- [TASK]: Reproduce the lines from the one containing "pixels, e.g. 565,203,1280,389" through the one containing "865,382,906,850", swapping "gate post" for "fence post" and leaving everything else unchanged.

- [DATA TO USE]:

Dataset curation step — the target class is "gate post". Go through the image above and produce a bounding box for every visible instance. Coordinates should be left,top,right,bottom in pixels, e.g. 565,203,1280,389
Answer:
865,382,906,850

--

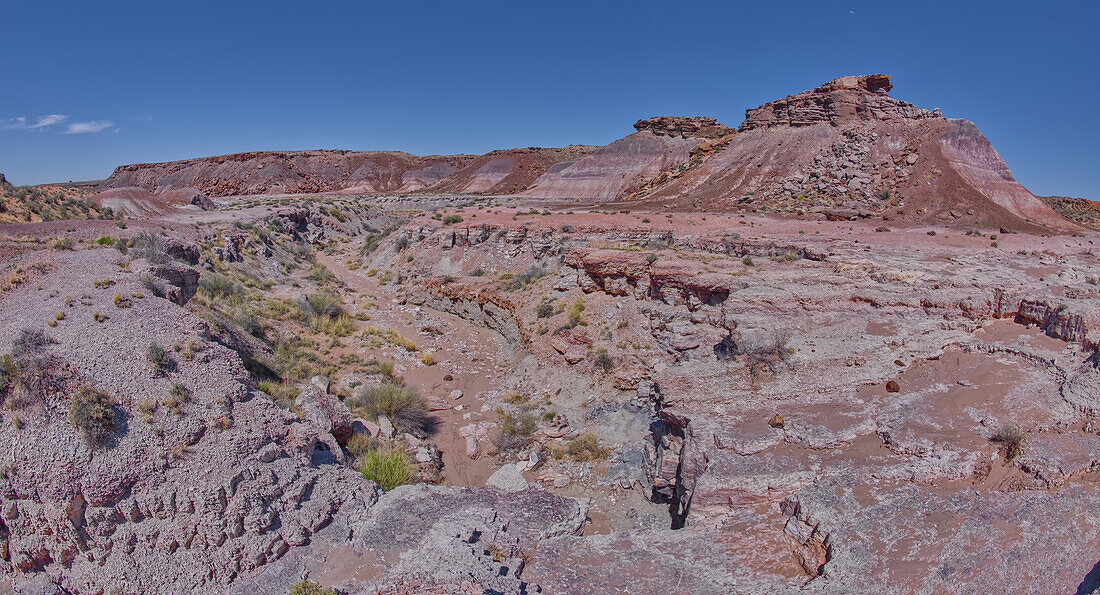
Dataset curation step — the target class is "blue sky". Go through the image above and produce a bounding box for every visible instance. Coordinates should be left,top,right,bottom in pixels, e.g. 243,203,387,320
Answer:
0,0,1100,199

==

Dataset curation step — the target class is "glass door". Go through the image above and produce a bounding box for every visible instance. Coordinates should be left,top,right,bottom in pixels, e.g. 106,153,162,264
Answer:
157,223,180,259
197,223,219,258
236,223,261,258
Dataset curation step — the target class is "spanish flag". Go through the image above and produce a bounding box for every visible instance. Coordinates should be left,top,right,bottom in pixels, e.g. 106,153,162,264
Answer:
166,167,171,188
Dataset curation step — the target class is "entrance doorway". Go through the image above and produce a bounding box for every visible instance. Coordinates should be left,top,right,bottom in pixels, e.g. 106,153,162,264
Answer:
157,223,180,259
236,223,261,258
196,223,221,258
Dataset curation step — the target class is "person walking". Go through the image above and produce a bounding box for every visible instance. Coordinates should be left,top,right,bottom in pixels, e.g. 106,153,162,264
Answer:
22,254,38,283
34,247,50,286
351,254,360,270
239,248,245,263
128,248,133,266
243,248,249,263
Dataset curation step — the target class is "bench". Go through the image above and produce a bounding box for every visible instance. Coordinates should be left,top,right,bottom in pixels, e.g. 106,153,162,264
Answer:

- [OUTPUT FOR THIS TASK]:
Dataset curation step — the target class is "fence post". Go through the image above and produce a bounding box for every visible instance. Coordinates should be left,top,right,bottom in pixels, e.g. 565,203,1280,389
Answer:
865,382,906,850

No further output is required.